▶ ACTIVITY: The whole listing is to be set down again without alteration.
=== Section Start ===
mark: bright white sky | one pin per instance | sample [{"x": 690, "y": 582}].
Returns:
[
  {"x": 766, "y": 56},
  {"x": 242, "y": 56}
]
=== Section End ===
▶ ANSWER SECTION:
mark: bright white sky | one pin per instance | sample [{"x": 690, "y": 582}].
Returns:
[
  {"x": 766, "y": 56},
  {"x": 242, "y": 56}
]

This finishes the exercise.